== SHORT PROBLEM ==
Rewrite all the records below with "one point per instance is recorded" swapped for "each instance gets its own point" and nothing else changed. Omit the pictures from your version.

>> begin

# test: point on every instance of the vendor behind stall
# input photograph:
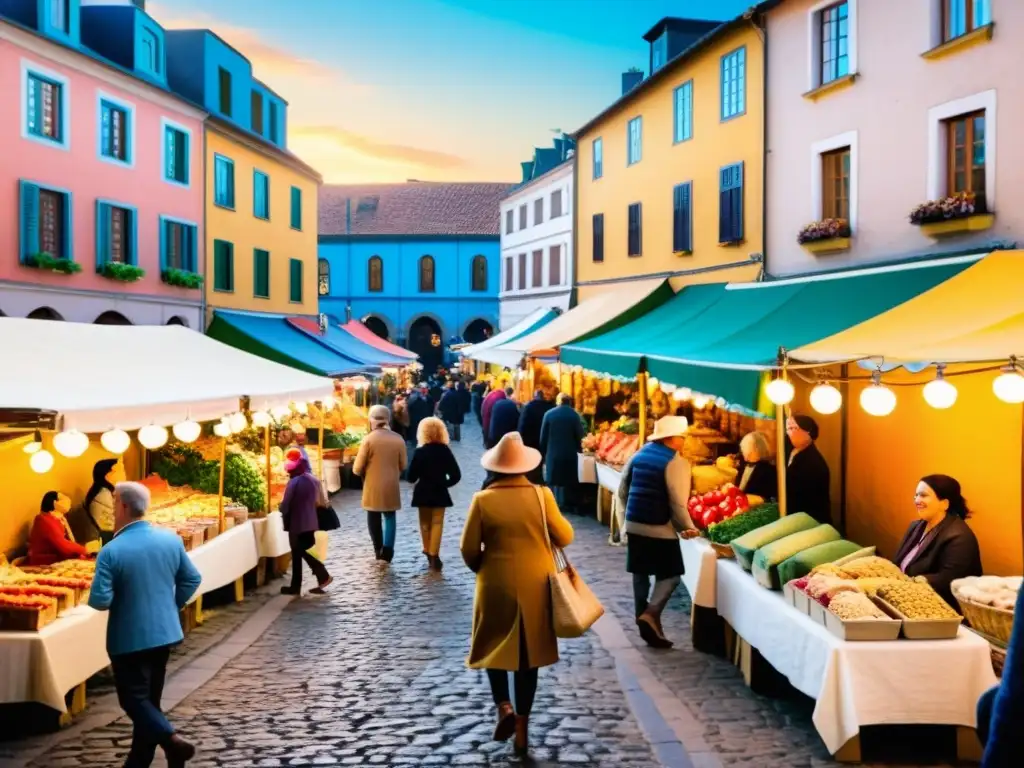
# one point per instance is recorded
(940, 546)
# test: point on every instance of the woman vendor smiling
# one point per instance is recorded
(939, 546)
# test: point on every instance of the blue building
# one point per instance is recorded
(417, 262)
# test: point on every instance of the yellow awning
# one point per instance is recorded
(975, 316)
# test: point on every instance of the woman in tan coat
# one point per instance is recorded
(505, 544)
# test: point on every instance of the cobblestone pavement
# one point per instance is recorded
(374, 674)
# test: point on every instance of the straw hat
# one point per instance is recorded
(670, 426)
(511, 457)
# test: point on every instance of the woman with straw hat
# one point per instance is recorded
(505, 543)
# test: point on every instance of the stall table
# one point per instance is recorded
(857, 684)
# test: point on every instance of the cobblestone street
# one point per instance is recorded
(374, 674)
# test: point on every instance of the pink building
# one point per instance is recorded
(101, 173)
(876, 107)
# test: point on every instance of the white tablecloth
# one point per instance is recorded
(700, 574)
(857, 683)
(271, 540)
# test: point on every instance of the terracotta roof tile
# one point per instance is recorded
(413, 208)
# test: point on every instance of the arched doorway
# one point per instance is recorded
(376, 325)
(110, 317)
(44, 312)
(477, 331)
(426, 340)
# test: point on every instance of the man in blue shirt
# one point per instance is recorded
(143, 579)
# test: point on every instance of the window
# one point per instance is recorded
(296, 208)
(479, 276)
(115, 131)
(683, 111)
(223, 266)
(178, 245)
(261, 196)
(555, 265)
(635, 135)
(598, 235)
(734, 83)
(730, 205)
(117, 235)
(966, 157)
(224, 81)
(45, 221)
(634, 238)
(323, 276)
(261, 273)
(836, 184)
(257, 112)
(835, 60)
(962, 16)
(45, 108)
(427, 274)
(682, 218)
(375, 274)
(538, 269)
(175, 155)
(223, 181)
(295, 281)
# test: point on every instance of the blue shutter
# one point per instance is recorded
(30, 220)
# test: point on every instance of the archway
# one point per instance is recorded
(426, 339)
(110, 317)
(477, 331)
(44, 312)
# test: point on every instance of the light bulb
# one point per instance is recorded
(187, 431)
(116, 441)
(779, 391)
(939, 393)
(1009, 386)
(825, 398)
(153, 436)
(41, 461)
(71, 443)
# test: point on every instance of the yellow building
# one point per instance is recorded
(670, 177)
(261, 224)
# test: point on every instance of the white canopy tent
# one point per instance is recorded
(100, 377)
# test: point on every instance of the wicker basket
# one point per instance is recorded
(994, 623)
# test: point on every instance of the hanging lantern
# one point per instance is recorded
(71, 443)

>> end

== RESULT ==
# test: point on every instance of the vendor behind stall
# input photograph:
# each instance gets its own point
(940, 546)
# test: point on every instance of the woman vendor smiling
# each instance gets its own point
(939, 546)
# test: point on every instance of the blue building
# each instance gets its own point
(417, 262)
# test: point on every instance of the yellow awning
# each instance gets its own point
(975, 316)
# test: point on every instance of the woman in tan coat
# each instance gets its own point
(505, 544)
# test: point on every instance of the cobblestone pavement
# each instance gets its own point
(374, 674)
# test: point on every instance of the straw hat
# each instance gets its own point
(670, 426)
(511, 457)
# test: point on every instance of the woman with straw hat
# each instance gets its own point
(505, 543)
# test: point on every instance of the stall table
# each instance gets its own point
(857, 684)
# test: point on every instance of the cobblestone street
# each instance gets its own point
(374, 674)
# test: point on every instance of the pink building
# each instance gets its own point
(101, 173)
(876, 107)
# test: point on every instance of the white tablecloth
# each instance gets its own point
(700, 574)
(857, 683)
(271, 540)
# test: point on every instance of the terracotta roof tile
# each instance gets its own point
(413, 208)
# test: point on every instance of the arched doorway
# each instance gets its own point
(376, 325)
(110, 317)
(44, 312)
(477, 331)
(426, 340)
# test: point on every instance of the man in blue shirt
# each instance gets its own point
(143, 579)
# test: point on every instance of the window
# each instance gets its own point
(296, 208)
(479, 276)
(115, 131)
(683, 111)
(223, 266)
(178, 245)
(261, 196)
(555, 265)
(635, 135)
(598, 235)
(734, 83)
(730, 205)
(117, 235)
(966, 157)
(224, 81)
(45, 221)
(634, 238)
(323, 276)
(261, 273)
(836, 184)
(257, 112)
(835, 60)
(962, 16)
(45, 108)
(427, 274)
(682, 218)
(375, 274)
(538, 269)
(175, 155)
(223, 181)
(295, 281)
# test: point on every instance of the blue shutter
# each instance gets its own point
(30, 220)
# test: point on every instance of the archway
# each instance gets its own point
(426, 339)
(110, 317)
(477, 331)
(44, 312)
# test: point on every instance of the light bulb
# each instance gets its own point
(187, 431)
(116, 441)
(779, 391)
(939, 393)
(1009, 386)
(825, 398)
(153, 436)
(41, 461)
(71, 443)
# test: point on every instance of the yellow building
# each instance gets its own point
(670, 177)
(261, 224)
# test: point on every instance of the white canopy tent
# each instance gets its own point
(100, 377)
# test: point on every instance of the wicker basket
# each instance gets its own point
(994, 623)
# test: point on every instance of the hanging lantern
# each instance gets its own point
(71, 443)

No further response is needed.